▶ CHALLENGE: Give again, word for word, only the lines from the one containing "task: segment the man's neck" through the final line.

-- START --

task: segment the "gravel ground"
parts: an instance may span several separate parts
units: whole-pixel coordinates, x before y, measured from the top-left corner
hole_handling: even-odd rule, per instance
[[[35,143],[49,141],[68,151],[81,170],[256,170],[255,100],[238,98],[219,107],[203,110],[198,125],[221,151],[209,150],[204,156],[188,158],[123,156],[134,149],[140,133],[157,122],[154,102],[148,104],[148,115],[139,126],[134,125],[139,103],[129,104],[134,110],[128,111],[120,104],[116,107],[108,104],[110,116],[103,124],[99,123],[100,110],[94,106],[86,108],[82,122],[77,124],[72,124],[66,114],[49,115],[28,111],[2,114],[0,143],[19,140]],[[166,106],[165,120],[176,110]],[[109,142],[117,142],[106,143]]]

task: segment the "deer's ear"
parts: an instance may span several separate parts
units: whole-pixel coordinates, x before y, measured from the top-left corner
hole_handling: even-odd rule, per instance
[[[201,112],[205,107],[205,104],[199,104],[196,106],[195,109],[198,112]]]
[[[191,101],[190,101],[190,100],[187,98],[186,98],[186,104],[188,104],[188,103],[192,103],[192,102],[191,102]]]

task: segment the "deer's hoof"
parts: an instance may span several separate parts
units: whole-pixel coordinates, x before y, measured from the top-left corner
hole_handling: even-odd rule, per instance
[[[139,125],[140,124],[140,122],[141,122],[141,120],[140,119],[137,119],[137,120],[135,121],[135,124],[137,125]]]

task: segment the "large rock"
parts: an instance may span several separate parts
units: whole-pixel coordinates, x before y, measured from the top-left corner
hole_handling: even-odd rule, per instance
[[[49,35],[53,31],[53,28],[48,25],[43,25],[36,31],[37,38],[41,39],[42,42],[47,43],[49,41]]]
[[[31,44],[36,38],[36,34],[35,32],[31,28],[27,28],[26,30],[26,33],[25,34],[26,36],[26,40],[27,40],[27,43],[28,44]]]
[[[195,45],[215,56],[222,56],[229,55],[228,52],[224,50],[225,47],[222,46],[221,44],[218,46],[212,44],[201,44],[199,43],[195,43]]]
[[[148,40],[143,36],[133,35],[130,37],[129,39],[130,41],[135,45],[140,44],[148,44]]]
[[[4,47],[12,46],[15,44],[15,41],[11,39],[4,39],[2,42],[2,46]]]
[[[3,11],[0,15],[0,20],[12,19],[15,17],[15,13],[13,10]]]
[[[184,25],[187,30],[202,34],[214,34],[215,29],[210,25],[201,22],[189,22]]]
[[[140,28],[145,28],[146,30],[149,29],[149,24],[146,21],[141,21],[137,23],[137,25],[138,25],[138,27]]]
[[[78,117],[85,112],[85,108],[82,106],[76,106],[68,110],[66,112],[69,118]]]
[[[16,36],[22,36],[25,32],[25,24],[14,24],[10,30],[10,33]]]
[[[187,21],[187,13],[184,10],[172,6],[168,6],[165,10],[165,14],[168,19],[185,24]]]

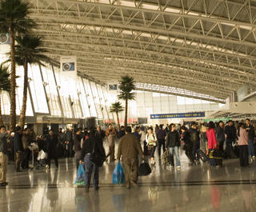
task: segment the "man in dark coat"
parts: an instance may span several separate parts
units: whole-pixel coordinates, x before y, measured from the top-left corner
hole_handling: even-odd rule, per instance
[[[30,155],[30,150],[29,146],[32,142],[32,138],[30,136],[30,130],[29,128],[26,128],[24,130],[24,133],[22,137],[22,145],[23,145],[23,151],[22,151],[22,168],[23,170],[29,168],[29,161]]]
[[[50,168],[50,160],[54,159],[56,168],[58,167],[57,144],[58,142],[58,135],[54,134],[54,130],[50,130],[49,134],[46,136],[47,160],[46,164]]]
[[[14,138],[14,164],[17,172],[20,172],[20,165],[22,160],[22,153],[23,151],[23,145],[22,141],[22,133],[20,126],[15,128],[15,134]]]
[[[126,128],[126,135],[122,137],[118,144],[118,160],[121,156],[126,176],[126,187],[138,186],[138,156],[144,158],[143,152],[138,138],[131,133],[131,127]]]
[[[73,128],[67,129],[66,133],[66,143],[68,146],[67,157],[73,158],[73,146],[74,146],[74,139],[73,139]]]

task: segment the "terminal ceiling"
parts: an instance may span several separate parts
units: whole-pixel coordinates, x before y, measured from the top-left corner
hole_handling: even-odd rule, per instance
[[[255,1],[30,2],[50,54],[76,55],[78,71],[103,83],[128,74],[141,89],[216,102],[255,88]]]

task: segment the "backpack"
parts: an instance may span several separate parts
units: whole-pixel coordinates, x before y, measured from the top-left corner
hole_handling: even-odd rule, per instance
[[[198,139],[197,133],[196,132],[190,132],[190,141],[192,142],[196,142]]]

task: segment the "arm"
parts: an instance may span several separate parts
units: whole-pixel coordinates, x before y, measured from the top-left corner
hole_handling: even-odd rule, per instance
[[[146,142],[147,143],[147,144],[149,144],[149,139],[148,139],[148,134],[146,134]]]
[[[139,142],[139,140],[138,138],[136,138],[136,141],[135,141],[135,147],[139,154],[139,155],[141,156],[142,158],[144,158],[144,155],[143,155],[143,152],[142,152],[142,146]]]

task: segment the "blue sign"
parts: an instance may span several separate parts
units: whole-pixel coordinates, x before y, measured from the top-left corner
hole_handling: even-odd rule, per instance
[[[150,114],[150,119],[158,118],[184,118],[205,117],[205,112],[183,113],[183,114]]]

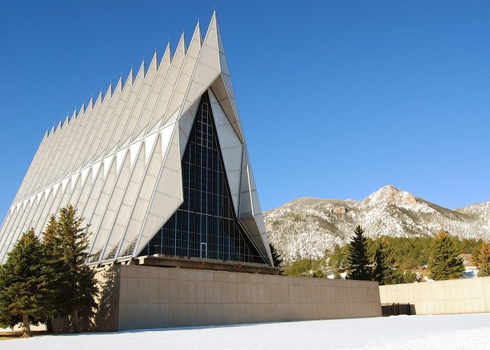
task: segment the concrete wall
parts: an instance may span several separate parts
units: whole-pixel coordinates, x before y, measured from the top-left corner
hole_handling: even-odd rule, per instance
[[[99,276],[101,330],[381,316],[377,282],[130,265]]]
[[[417,315],[490,312],[490,277],[380,286],[382,303],[407,303]]]

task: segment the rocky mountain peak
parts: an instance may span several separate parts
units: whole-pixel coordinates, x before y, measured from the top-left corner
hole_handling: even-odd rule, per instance
[[[419,202],[414,195],[408,192],[399,190],[392,185],[386,185],[366,197],[363,203],[371,206],[388,204],[413,207]]]
[[[490,240],[490,202],[451,210],[388,185],[361,202],[302,197],[263,213],[269,241],[286,263],[318,258],[347,243],[360,225],[368,236],[451,234]]]

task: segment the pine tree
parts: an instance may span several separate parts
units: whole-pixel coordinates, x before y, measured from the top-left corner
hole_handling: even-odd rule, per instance
[[[49,281],[49,288],[53,292],[55,305],[54,318],[63,317],[69,315],[71,312],[64,294],[69,288],[71,279],[62,251],[61,237],[58,222],[55,216],[51,215],[43,232],[43,249],[46,256],[46,264],[53,271],[52,279]],[[46,327],[48,332],[52,331],[51,318],[46,320]]]
[[[358,225],[349,244],[349,274],[347,279],[371,280],[371,267],[368,254],[368,239],[364,230]]]
[[[41,243],[31,229],[22,234],[0,267],[0,324],[13,327],[22,322],[24,336],[30,336],[31,322],[52,316],[53,295],[48,288],[52,276]]]
[[[490,244],[486,242],[483,242],[482,249],[479,251],[478,255],[478,261],[479,262],[479,270],[478,270],[478,276],[486,277],[490,276]]]
[[[396,266],[393,249],[384,237],[379,241],[374,253],[372,279],[377,281],[379,286],[403,283],[403,272]]]
[[[269,244],[269,247],[270,248],[270,253],[272,255],[272,262],[274,262],[274,266],[281,269],[279,270],[279,274],[282,274],[284,272],[284,270],[282,268],[283,258],[281,257],[281,254],[279,254],[279,252],[278,252],[276,248],[270,243]]]
[[[94,296],[98,293],[94,272],[85,264],[89,257],[88,226],[82,226],[83,221],[76,216],[76,210],[69,205],[59,209],[57,221],[51,217],[45,232],[50,263],[59,266],[55,282],[57,314],[69,314],[76,332],[80,332],[80,317],[97,307]]]
[[[443,230],[439,231],[432,240],[429,270],[430,278],[435,281],[461,277],[465,270],[463,259],[459,257],[452,239]]]

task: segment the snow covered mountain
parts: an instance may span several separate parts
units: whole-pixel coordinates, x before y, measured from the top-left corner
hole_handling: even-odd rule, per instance
[[[322,257],[349,241],[356,225],[372,237],[434,235],[443,229],[490,239],[490,202],[451,210],[390,185],[362,202],[302,197],[263,214],[269,241],[286,262]]]

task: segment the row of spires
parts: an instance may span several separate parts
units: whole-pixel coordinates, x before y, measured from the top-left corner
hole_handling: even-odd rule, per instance
[[[216,9],[214,12],[214,15],[216,14]],[[201,33],[200,31],[200,22],[199,20],[197,20],[197,24],[196,24],[196,29],[200,29],[199,32],[200,34]],[[201,41],[202,41],[202,38],[200,38]],[[181,37],[178,40],[178,43],[177,44],[177,48],[179,47],[179,44],[182,43],[183,45],[183,48],[184,50],[184,53],[186,53],[187,50],[187,45],[186,44],[186,36],[184,34],[184,31],[183,29],[182,29],[182,34],[181,34]],[[172,48],[170,47],[170,39],[169,38],[168,43],[167,44],[167,47],[165,48],[165,50],[164,51],[164,54],[162,55],[162,57],[165,56],[165,54],[167,52],[170,55],[170,57],[173,57],[174,55],[172,55]],[[157,48],[155,48],[155,52],[153,53],[153,57],[151,59],[151,62],[150,62],[150,66],[152,66],[153,62],[155,62],[155,69],[158,69],[158,67],[160,66],[160,64],[162,61],[158,61],[158,55],[157,53]],[[136,76],[139,75],[140,73],[144,74],[144,78],[146,76],[146,73],[147,73],[146,67],[145,66],[145,59],[143,57],[143,60],[141,62],[141,64],[139,66],[139,69],[138,70],[138,73],[136,74]],[[118,87],[120,87],[120,89],[122,90],[122,88],[126,85],[128,81],[130,81],[131,83],[132,84],[134,81],[134,72],[133,69],[132,65],[131,66],[131,69],[130,69],[130,72],[127,75],[127,78],[126,80],[123,82],[122,81],[122,74],[121,73],[120,76],[119,77],[119,79],[118,80],[118,83],[116,84],[115,87],[116,88]],[[62,121],[62,118],[59,118],[59,121],[58,122],[57,126],[55,126],[55,124],[53,122],[52,123],[52,127],[51,127],[51,130],[50,130],[49,128],[46,129],[46,132],[45,133],[44,138],[48,138],[50,136],[56,133],[56,132],[62,129],[64,127],[67,125],[71,120],[76,120],[80,116],[83,116],[87,111],[91,111],[94,106],[97,104],[102,104],[106,98],[107,98],[107,96],[108,95],[109,99],[112,98],[112,96],[113,94],[114,90],[113,90],[113,85],[112,85],[112,81],[109,83],[109,86],[107,88],[107,91],[105,94],[105,95],[103,93],[102,88],[100,89],[100,92],[99,92],[99,95],[97,96],[97,99],[95,102],[94,102],[94,95],[92,94],[92,97],[90,97],[90,101],[88,102],[88,106],[85,107],[85,102],[82,103],[82,106],[80,108],[80,110],[77,113],[77,109],[76,107],[75,107],[75,109],[71,114],[71,116],[70,117],[69,113],[66,113],[66,115],[64,118],[64,121]]]

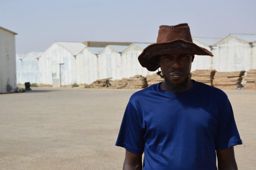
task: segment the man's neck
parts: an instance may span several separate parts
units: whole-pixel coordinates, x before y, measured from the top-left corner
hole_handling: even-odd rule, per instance
[[[188,81],[186,85],[186,87],[185,88],[181,90],[179,90],[178,91],[177,91],[174,90],[173,89],[171,89],[171,87],[169,87],[166,81],[164,80],[163,83],[160,84],[160,88],[161,90],[169,91],[174,93],[182,93],[192,88],[192,87],[193,87],[194,85],[194,82],[190,79]]]

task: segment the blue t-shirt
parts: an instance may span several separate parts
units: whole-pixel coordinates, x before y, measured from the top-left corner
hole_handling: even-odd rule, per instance
[[[184,92],[159,83],[130,98],[115,145],[144,152],[143,169],[215,170],[215,150],[242,144],[226,94],[193,81]]]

-- END --

▶ TASK RESULT:
task: segment the man's neck
parts: an instance may span several separate parts
units: whole-pixel coordinates, x before y, measured from the top-left corner
hole_handling: even-odd rule, per instance
[[[188,81],[186,85],[186,87],[185,88],[181,90],[179,90],[178,91],[177,91],[174,90],[173,89],[171,89],[171,87],[169,87],[166,81],[164,80],[163,83],[160,84],[160,88],[161,90],[169,91],[174,93],[182,93],[192,88],[192,87],[193,87],[194,85],[194,82],[190,79]]]

task: segment the blue t-shirt
parts: an instance may span several separate parts
units: whole-pixel coordinates, x before y, measured from the top-left corner
hole_handling: even-odd rule, per instance
[[[184,92],[159,83],[130,98],[115,145],[144,152],[143,169],[215,170],[215,150],[242,144],[226,94],[193,81]]]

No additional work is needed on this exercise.